▶ **PROBLEM TO WORK ON**: Replace "a reply reads" with "a response looks like" in each of the rows below, keeping every other character the same.

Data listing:
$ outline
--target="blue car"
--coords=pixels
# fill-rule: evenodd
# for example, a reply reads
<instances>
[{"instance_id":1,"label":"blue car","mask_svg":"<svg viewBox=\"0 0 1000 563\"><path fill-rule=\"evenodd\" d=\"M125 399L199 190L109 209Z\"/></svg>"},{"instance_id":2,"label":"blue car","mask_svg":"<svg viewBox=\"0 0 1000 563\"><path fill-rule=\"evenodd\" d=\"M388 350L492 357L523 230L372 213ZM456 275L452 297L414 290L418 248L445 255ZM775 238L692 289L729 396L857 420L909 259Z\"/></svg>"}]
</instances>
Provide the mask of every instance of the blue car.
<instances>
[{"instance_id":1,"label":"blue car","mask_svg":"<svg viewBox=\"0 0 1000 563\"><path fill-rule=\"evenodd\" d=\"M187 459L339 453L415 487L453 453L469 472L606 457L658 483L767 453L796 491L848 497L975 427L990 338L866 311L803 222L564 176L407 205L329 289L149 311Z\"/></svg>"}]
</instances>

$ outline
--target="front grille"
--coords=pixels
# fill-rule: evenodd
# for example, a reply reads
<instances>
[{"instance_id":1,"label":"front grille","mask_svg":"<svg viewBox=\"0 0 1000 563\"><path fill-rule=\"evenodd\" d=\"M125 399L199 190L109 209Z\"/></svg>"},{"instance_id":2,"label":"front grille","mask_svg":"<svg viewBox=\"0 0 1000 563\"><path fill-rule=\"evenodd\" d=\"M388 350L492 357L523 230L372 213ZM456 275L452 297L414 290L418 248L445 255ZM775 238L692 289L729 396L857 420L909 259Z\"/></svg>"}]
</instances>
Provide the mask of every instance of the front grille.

▶ **SOLUTION BELOW**:
$ outline
--target="blue car"
--coords=pixels
# fill-rule: evenodd
# for example, a response looks like
<instances>
[{"instance_id":1,"label":"blue car","mask_svg":"<svg viewBox=\"0 0 1000 563\"><path fill-rule=\"evenodd\" d=\"M125 399L199 190L109 209Z\"/></svg>"},{"instance_id":2,"label":"blue car","mask_svg":"<svg viewBox=\"0 0 1000 563\"><path fill-rule=\"evenodd\" d=\"M388 350L492 357L523 230L372 213ZM456 275L452 297L414 290L418 248L445 255ZM775 238L692 289L729 396L857 420L909 259Z\"/></svg>"}]
</instances>
Provide the mask of every instance of the blue car.
<instances>
[{"instance_id":1,"label":"blue car","mask_svg":"<svg viewBox=\"0 0 1000 563\"><path fill-rule=\"evenodd\" d=\"M187 459L339 453L415 487L453 453L469 472L606 457L658 483L767 453L796 491L848 497L975 427L990 338L866 311L803 222L564 176L407 205L329 289L149 311Z\"/></svg>"}]
</instances>

$ outline
--target="front grille"
--coords=pixels
# fill-rule: evenodd
# for example, a response looks like
<instances>
[{"instance_id":1,"label":"front grille","mask_svg":"<svg viewBox=\"0 0 1000 563\"><path fill-rule=\"evenodd\" d=\"M125 399L199 190L109 209Z\"/></svg>"},{"instance_id":2,"label":"front grille","mask_svg":"<svg viewBox=\"0 0 1000 563\"><path fill-rule=\"evenodd\" d=\"M388 350L492 357L523 230L372 213ZM456 275L452 297L414 290L418 248L445 255ZM775 238L692 289L729 396L857 420L909 259Z\"/></svg>"}]
</instances>
Provide the mask of every instance of the front grille.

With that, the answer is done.